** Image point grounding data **
>>>
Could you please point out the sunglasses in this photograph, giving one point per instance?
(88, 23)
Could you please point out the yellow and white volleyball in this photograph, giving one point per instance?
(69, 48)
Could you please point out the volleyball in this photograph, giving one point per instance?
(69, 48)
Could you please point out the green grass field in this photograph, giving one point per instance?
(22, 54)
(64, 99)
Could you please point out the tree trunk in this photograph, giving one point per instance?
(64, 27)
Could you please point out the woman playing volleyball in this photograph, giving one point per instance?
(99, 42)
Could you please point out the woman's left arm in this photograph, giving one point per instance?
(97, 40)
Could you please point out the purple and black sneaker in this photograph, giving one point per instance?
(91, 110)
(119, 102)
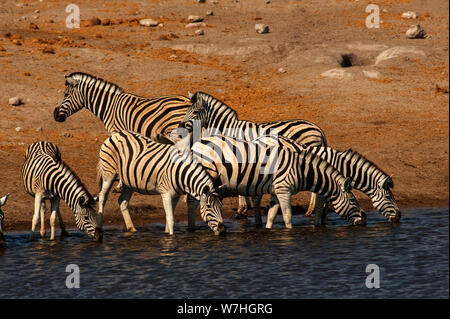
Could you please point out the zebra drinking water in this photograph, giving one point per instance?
(238, 166)
(216, 115)
(148, 167)
(46, 176)
(365, 175)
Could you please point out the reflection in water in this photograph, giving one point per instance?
(305, 262)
<<<
** Problem to work on **
Your answer must be an exact transcription of every entry, minus the pictures.

** Written response **
Could you please point out the sunglasses in this photograph, giving one point per instance?
(88, 23)
Could you please point out the yellow and white volleyball in this photograph, giving one point per instance?
(69, 48)
Could you please point out the volleyball in this photograph, giving one point per instance?
(69, 48)
Could you please point out the green grass field in this photograph, giving one point per instance?
(22, 54)
(64, 99)
Could you please point out the tree trunk in this photograph, giving one point per instance?
(64, 27)
Could you please point out the woman playing volleyball in this photograph, giving one point per instance?
(99, 42)
Could you please point out the woman's left arm in this photograph, giving one point per instance?
(97, 40)
Could you please point out the purple and black sneaker in this photograph, giving one point per instance?
(91, 110)
(119, 102)
Could you please point out the zebra drinking water in this photograph, giving one point per instance?
(238, 166)
(216, 115)
(148, 167)
(46, 176)
(365, 175)
Could you please point out the reflection in water in this photograph, giving one point per instance?
(305, 262)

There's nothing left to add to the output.